* [DIRECTIONS FOR THIS TASK] What you return must match the records word for word.

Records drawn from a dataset
_ _ _ _ _ _ _
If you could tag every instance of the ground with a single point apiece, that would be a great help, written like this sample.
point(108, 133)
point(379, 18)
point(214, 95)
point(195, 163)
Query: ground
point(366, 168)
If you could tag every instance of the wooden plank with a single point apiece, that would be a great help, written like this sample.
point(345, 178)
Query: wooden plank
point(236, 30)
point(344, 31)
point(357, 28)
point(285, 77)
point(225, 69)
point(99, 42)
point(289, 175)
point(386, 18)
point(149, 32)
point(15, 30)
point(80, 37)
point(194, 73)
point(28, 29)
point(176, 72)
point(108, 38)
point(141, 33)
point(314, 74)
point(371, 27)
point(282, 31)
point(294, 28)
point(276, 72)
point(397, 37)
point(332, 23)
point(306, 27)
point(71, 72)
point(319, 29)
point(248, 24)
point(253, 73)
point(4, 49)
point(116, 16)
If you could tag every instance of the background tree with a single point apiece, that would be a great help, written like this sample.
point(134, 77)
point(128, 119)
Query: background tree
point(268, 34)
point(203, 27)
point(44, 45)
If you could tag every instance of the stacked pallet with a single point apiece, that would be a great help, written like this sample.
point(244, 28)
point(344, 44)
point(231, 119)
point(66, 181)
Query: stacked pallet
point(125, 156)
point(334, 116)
_ _ _ _ _ _ _
* [SOLVED PROBLEM]
If you could tag every instance of the ground with a single point apiece, that would be a great help, written like this sample.
point(108, 133)
point(379, 18)
point(214, 95)
point(195, 163)
Query: ground
point(366, 168)
If you could tag every instance of the wooden plank with a single point apiece, that would be a great help, written like this sample.
point(345, 178)
Query: wooden plank
point(236, 30)
point(344, 31)
point(357, 28)
point(285, 77)
point(225, 69)
point(99, 42)
point(289, 175)
point(386, 18)
point(149, 32)
point(15, 30)
point(80, 37)
point(194, 73)
point(28, 29)
point(176, 72)
point(108, 38)
point(141, 33)
point(314, 74)
point(371, 27)
point(282, 31)
point(294, 28)
point(276, 72)
point(397, 37)
point(332, 23)
point(306, 27)
point(71, 72)
point(319, 29)
point(248, 24)
point(253, 73)
point(4, 49)
point(116, 16)
If you could tag every instance of the background tree with a single point apiece, that would be a great help, written like this sample.
point(134, 77)
point(128, 119)
Query: background tree
point(268, 34)
point(203, 27)
point(44, 45)
If you could tag every instance of the stacked pallet with a single point apiece, that would be a great help, written like this sample.
point(244, 28)
point(344, 44)
point(231, 119)
point(66, 181)
Query: stacked pallet
point(125, 156)
point(334, 116)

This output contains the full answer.